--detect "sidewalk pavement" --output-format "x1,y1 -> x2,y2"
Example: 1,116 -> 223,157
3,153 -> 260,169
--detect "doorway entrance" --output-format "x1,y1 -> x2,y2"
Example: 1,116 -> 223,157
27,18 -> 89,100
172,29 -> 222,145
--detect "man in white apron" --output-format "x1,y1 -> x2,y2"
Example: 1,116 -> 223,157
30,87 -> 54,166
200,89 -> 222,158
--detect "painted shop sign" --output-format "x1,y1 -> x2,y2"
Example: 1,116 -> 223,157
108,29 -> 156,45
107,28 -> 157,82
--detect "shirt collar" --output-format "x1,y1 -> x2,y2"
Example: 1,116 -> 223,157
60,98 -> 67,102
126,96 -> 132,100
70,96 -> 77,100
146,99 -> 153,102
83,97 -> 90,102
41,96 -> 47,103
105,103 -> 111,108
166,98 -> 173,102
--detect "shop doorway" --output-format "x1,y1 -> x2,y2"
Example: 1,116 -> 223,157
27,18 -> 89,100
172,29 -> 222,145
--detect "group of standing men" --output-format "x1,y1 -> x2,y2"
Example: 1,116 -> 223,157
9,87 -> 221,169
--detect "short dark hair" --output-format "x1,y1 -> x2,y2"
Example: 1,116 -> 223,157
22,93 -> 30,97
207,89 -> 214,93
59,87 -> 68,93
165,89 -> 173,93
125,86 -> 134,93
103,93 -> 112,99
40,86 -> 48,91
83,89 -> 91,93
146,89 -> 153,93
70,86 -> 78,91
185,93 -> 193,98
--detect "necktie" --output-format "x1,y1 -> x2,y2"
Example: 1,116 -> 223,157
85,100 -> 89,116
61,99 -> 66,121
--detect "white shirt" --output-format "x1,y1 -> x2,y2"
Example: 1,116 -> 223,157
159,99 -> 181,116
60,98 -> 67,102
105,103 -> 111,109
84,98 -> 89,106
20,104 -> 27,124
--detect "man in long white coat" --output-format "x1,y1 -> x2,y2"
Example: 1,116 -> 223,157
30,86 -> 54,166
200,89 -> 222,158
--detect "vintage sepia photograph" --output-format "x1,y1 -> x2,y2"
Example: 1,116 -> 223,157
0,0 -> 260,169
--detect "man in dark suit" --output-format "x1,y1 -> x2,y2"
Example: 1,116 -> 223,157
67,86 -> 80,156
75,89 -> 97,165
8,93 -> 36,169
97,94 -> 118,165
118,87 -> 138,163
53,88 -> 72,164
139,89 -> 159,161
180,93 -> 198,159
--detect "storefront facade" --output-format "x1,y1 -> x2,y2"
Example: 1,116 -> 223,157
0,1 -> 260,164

────────────────────────────────────────

▶ _Short problem_:
Rewrite all of the data above, replacing each occurrence of "doorway" with "entryway" and leaving everything else unchanged.

▶ _Correct response_:
--detect "sidewalk pavement" --output-format "x1,y1 -> x2,y2"
Example: 1,116 -> 223,157
3,153 -> 260,169
--detect "entryway entrance" --output-format "x1,y1 -> x2,y2"
Example: 1,116 -> 223,157
27,18 -> 89,100
172,29 -> 222,145
--detect "man in white apron" --output-format "x1,y1 -> x2,y2"
Example: 1,116 -> 223,157
30,87 -> 54,166
200,89 -> 222,158
--detect "painted shop sign" --output-format "x1,y1 -> x2,y2"
Example: 1,116 -> 223,157
108,29 -> 156,45
107,28 -> 157,82
--detect "shirt collar" --output-format "x1,y1 -> x2,y2"
Example: 1,116 -> 223,157
60,98 -> 67,102
126,96 -> 132,100
70,96 -> 77,100
146,99 -> 153,102
83,97 -> 90,102
41,96 -> 47,103
105,103 -> 111,108
166,98 -> 173,102
--detect "shop entryway" --output-format "x1,y1 -> x2,y2"
Example: 1,116 -> 223,157
27,18 -> 89,100
172,29 -> 222,145
--detect "group of standing men" --output-format "x1,y1 -> x2,y2"
Example: 1,116 -> 223,157
9,87 -> 221,169
--detect "short dark hair" --output-format "x1,y1 -> x2,y2"
Example: 1,116 -> 223,157
22,93 -> 30,97
207,89 -> 214,93
59,87 -> 68,93
165,89 -> 173,93
125,86 -> 134,93
103,93 -> 112,99
40,86 -> 48,91
83,89 -> 91,93
146,89 -> 153,93
70,86 -> 78,91
185,93 -> 193,98
--detect "necktie" --output-format "x1,y1 -> x2,y2"
Example: 1,116 -> 223,157
85,100 -> 89,116
61,99 -> 66,121
--detect "white shirt" --output-format "x1,y1 -> x2,y2"
Example: 1,116 -> 223,157
159,99 -> 181,116
60,98 -> 67,102
105,103 -> 111,109
84,98 -> 89,106
20,104 -> 27,124
--detect "man in long white coat" --output-format "x1,y1 -> x2,y2"
Example: 1,116 -> 223,157
30,86 -> 54,166
200,89 -> 222,158
--detect "vintage sepia photograph" --output-format "x1,y1 -> x2,y2"
Example: 1,116 -> 223,157
0,0 -> 260,169
--detect "man in dark suit" --output-format "x1,y1 -> x2,y2"
Example: 1,116 -> 223,157
67,86 -> 80,156
75,89 -> 97,165
8,93 -> 36,169
97,94 -> 118,165
118,87 -> 138,163
53,88 -> 72,164
139,89 -> 159,161
180,93 -> 198,159
--detect "storefront facade" --output-format "x1,y1 -> x2,y2"
Example: 1,116 -> 223,157
0,1 -> 260,164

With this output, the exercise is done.